| Problem requirements |
Please reproduce every record, keeping each one exactly as written.

| Dataset records |
• • •
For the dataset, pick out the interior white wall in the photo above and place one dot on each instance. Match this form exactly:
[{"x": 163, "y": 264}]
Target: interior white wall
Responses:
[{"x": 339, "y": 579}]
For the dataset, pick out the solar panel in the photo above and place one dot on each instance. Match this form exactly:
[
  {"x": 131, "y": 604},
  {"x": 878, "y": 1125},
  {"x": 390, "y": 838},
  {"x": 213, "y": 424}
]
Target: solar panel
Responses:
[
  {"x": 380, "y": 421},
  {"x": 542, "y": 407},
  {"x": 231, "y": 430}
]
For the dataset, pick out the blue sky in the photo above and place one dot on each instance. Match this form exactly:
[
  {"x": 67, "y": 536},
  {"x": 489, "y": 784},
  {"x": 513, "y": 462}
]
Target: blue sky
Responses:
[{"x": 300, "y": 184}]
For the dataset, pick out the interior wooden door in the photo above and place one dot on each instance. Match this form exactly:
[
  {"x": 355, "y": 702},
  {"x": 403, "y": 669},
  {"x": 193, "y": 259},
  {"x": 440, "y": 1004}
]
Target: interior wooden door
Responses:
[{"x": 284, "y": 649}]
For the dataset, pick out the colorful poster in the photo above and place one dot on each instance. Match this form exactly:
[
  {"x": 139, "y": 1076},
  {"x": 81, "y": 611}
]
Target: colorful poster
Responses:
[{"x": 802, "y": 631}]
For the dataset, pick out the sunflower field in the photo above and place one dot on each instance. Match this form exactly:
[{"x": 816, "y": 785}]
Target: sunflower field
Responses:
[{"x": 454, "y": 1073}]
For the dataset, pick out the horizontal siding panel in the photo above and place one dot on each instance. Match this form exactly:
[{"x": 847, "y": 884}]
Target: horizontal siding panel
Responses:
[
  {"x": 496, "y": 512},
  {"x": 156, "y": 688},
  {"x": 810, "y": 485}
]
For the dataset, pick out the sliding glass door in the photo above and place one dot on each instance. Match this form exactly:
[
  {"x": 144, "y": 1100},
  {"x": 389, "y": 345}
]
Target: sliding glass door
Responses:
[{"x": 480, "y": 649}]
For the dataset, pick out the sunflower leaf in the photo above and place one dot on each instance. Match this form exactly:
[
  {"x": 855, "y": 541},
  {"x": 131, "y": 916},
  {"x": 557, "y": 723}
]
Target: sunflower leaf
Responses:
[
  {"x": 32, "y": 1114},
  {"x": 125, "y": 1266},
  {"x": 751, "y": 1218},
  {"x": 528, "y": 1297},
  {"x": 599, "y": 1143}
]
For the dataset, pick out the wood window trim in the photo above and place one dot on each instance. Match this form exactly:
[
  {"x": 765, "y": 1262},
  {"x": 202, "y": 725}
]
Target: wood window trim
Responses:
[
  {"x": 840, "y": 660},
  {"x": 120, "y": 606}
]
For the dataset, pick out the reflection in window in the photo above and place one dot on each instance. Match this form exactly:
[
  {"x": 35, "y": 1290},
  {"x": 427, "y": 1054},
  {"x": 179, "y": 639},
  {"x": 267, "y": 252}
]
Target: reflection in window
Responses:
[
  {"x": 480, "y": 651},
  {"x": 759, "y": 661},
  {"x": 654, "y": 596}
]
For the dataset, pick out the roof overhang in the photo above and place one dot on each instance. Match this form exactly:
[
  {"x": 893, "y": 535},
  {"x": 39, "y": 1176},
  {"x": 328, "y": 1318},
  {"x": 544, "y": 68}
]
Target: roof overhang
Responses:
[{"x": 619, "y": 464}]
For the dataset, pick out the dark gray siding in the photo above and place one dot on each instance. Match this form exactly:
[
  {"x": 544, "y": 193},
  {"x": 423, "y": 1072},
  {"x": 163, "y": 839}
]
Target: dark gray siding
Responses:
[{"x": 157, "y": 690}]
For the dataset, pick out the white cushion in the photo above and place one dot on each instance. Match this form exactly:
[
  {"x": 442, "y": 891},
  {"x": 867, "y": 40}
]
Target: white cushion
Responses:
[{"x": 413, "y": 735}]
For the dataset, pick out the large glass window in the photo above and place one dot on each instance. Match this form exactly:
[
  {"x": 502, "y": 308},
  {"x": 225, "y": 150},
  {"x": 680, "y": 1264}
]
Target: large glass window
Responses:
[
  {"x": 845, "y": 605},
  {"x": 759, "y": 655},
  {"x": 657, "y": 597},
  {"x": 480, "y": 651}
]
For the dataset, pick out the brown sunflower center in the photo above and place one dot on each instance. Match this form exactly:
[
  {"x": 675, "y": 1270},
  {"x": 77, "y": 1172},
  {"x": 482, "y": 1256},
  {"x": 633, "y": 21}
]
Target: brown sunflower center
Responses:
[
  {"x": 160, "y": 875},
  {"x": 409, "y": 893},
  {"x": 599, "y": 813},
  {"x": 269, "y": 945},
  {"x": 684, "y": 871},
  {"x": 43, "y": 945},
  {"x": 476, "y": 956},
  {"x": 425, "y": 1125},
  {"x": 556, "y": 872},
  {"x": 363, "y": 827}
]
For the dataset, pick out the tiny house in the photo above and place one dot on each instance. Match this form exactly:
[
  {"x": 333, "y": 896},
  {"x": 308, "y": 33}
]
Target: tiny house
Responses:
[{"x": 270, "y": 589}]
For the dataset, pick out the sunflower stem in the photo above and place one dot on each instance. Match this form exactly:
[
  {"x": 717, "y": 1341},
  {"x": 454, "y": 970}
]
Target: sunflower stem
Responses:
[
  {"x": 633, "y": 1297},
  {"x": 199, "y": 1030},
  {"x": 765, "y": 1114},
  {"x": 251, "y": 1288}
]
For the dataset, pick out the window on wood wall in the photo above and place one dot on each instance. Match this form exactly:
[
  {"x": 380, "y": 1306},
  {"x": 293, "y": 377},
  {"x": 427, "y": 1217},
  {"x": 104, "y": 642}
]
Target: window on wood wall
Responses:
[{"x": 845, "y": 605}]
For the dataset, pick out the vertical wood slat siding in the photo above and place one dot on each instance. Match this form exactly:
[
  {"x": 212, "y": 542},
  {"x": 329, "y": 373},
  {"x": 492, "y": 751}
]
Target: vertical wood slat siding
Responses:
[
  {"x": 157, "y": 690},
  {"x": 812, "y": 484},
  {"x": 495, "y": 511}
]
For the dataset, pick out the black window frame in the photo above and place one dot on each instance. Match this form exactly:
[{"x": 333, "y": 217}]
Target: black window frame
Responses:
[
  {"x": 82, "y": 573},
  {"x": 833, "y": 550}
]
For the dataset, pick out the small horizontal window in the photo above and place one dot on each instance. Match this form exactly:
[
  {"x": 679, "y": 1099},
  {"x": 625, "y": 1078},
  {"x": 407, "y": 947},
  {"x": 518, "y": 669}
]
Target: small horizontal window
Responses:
• • •
| Answer to the exercise |
For the dataset, pick out the interior white wall in the photo above and place one dot on each instance. Match this form exactly:
[{"x": 163, "y": 264}]
Target: interior white wall
Responses:
[{"x": 339, "y": 579}]
For the dataset, pick out the solar panel in the photo above and place one dot on each instance. Match this form exactly:
[
  {"x": 131, "y": 604},
  {"x": 878, "y": 1125},
  {"x": 390, "y": 838},
  {"x": 213, "y": 424}
]
Target: solar panel
Responses:
[
  {"x": 380, "y": 421},
  {"x": 542, "y": 407},
  {"x": 231, "y": 430}
]
For the dataset, pick out the blue sky in the photo above and place one dot on each instance. Match this form exactly:
[
  {"x": 67, "y": 536},
  {"x": 489, "y": 784},
  {"x": 513, "y": 462}
]
Target: blue sky
Responses:
[{"x": 300, "y": 184}]
For the dataset, pick out the interior wooden door in the photo above and place one dot on each instance. Match this form exactly:
[
  {"x": 355, "y": 702},
  {"x": 403, "y": 669},
  {"x": 193, "y": 259},
  {"x": 440, "y": 1004}
]
Target: interior wooden door
Responses:
[{"x": 284, "y": 649}]
For the dataset, pick out the colorful poster in the photo above and place one dot on each instance. Match this form exactly:
[
  {"x": 139, "y": 1076},
  {"x": 81, "y": 611}
]
Target: colorful poster
Responses:
[{"x": 802, "y": 631}]
For the dataset, pick out the sunflower field in the photo above and place one dot on each instance. Match this form exactly:
[{"x": 816, "y": 785}]
Target: sunflower field
Responses:
[{"x": 454, "y": 1073}]
For the dataset, pick out the horizontal siding panel in the photo above and place one dot on each instance. Match this form exactly:
[{"x": 847, "y": 884}]
Target: horizontal siding panel
Responses:
[
  {"x": 496, "y": 512},
  {"x": 156, "y": 688},
  {"x": 810, "y": 485}
]
For the dataset, pick out the sliding glass door in the photo above and place one dot on each instance. Match this form exactly:
[
  {"x": 144, "y": 1100},
  {"x": 389, "y": 345}
]
Target: sliding glass door
Responses:
[{"x": 480, "y": 649}]
For the dataset, pick out the sunflower leaf in the photo above and place one dot on each instance. Match this form exactly:
[
  {"x": 855, "y": 541},
  {"x": 131, "y": 916},
  {"x": 557, "y": 723}
]
Target: sunflower leaf
Responses:
[
  {"x": 32, "y": 1114},
  {"x": 125, "y": 1266},
  {"x": 751, "y": 1218},
  {"x": 528, "y": 1297},
  {"x": 599, "y": 1143}
]
For the dataset, pick out the wood window trim in the photo above and place one dot on each instance. Match this form exactly:
[
  {"x": 765, "y": 1262},
  {"x": 202, "y": 725}
]
Target: wood window trim
Responses:
[
  {"x": 840, "y": 660},
  {"x": 120, "y": 606}
]
For the dataset, pick out the reflection in window in the photo above and place one dot on each instance. Match this form exactly:
[
  {"x": 35, "y": 1290},
  {"x": 427, "y": 1054},
  {"x": 179, "y": 639},
  {"x": 267, "y": 252}
]
Target: reflection in window
Responses:
[
  {"x": 480, "y": 651},
  {"x": 759, "y": 661},
  {"x": 654, "y": 596}
]
For the dataset, pick out the roof overhang in the photo above and place one dot on each instance. Match this form exactly:
[
  {"x": 893, "y": 535},
  {"x": 39, "y": 1176},
  {"x": 328, "y": 1318},
  {"x": 544, "y": 68}
]
Target: roof overhang
Responses:
[{"x": 619, "y": 464}]
For the dataset, pick out the dark gray siding in the photo above and place one dot on each instance. Match this form exactly:
[
  {"x": 544, "y": 193},
  {"x": 423, "y": 1072},
  {"x": 163, "y": 839}
]
Target: dark gray siding
Responses:
[{"x": 157, "y": 690}]
For the dataset, pick out the white cushion in the photo above and place one dot on each instance. Match this form exactly:
[
  {"x": 442, "y": 891},
  {"x": 867, "y": 40}
]
Target: white cushion
Responses:
[{"x": 413, "y": 735}]
For the dataset, pick out the large glass window in the photo above and place one dot on each instance. Match this form exactly:
[
  {"x": 502, "y": 308},
  {"x": 225, "y": 150},
  {"x": 680, "y": 1264}
]
Target: large glass window
Responses:
[
  {"x": 845, "y": 605},
  {"x": 759, "y": 655},
  {"x": 657, "y": 597},
  {"x": 480, "y": 651}
]
For the dataset, pick out the brown sunflower center in the photo above and place one dot on each instance. Match this form exactly:
[
  {"x": 675, "y": 1270},
  {"x": 77, "y": 1172},
  {"x": 482, "y": 1256},
  {"x": 633, "y": 21}
]
Target: brown sunflower center
Responses:
[
  {"x": 160, "y": 875},
  {"x": 409, "y": 893},
  {"x": 599, "y": 813},
  {"x": 269, "y": 945},
  {"x": 684, "y": 871},
  {"x": 43, "y": 945},
  {"x": 476, "y": 956},
  {"x": 425, "y": 1125},
  {"x": 556, "y": 872},
  {"x": 363, "y": 827}
]
For the dataset, pick out the tiny house in the photo above and place one dot on each instance. Match this form exactly:
[
  {"x": 333, "y": 896},
  {"x": 308, "y": 33}
]
Target: tiny house
Responses:
[{"x": 270, "y": 589}]
For the dataset, pick out the sunflower stem in the photo above and place one dot on each instance. Match this form exactly:
[
  {"x": 717, "y": 1341},
  {"x": 454, "y": 970}
]
Target: sunflower stem
Responses:
[
  {"x": 633, "y": 1297},
  {"x": 199, "y": 1030},
  {"x": 765, "y": 1114},
  {"x": 251, "y": 1288}
]
For the dataset, pick out the window on wood wall in the photo above and place one dot on each instance. Match this form exactly:
[
  {"x": 380, "y": 1306},
  {"x": 293, "y": 377},
  {"x": 427, "y": 1217},
  {"x": 104, "y": 642}
]
Target: window on wood wall
Responses:
[{"x": 845, "y": 605}]
For the dataset, pick out the vertical wood slat siding in the photo above and place one dot on each instance. Match this form exactly:
[
  {"x": 212, "y": 542},
  {"x": 329, "y": 373},
  {"x": 492, "y": 751}
]
Target: vertical wood slat siding
Responses:
[
  {"x": 157, "y": 690},
  {"x": 812, "y": 484},
  {"x": 495, "y": 511}
]
For the dataset, pick out the black window frame in the photo above and place one dot on each instance. Match this form exactly:
[{"x": 333, "y": 217}]
Target: black window frame
Responses:
[
  {"x": 82, "y": 573},
  {"x": 833, "y": 550}
]
For the dataset, pick out the small horizontal window in the photo above and place one dot on each instance. Match this form exactly:
[
  {"x": 679, "y": 1099},
  {"x": 625, "y": 1078},
  {"x": 407, "y": 947},
  {"x": 518, "y": 669}
]
Target: small horizontal window
Responses:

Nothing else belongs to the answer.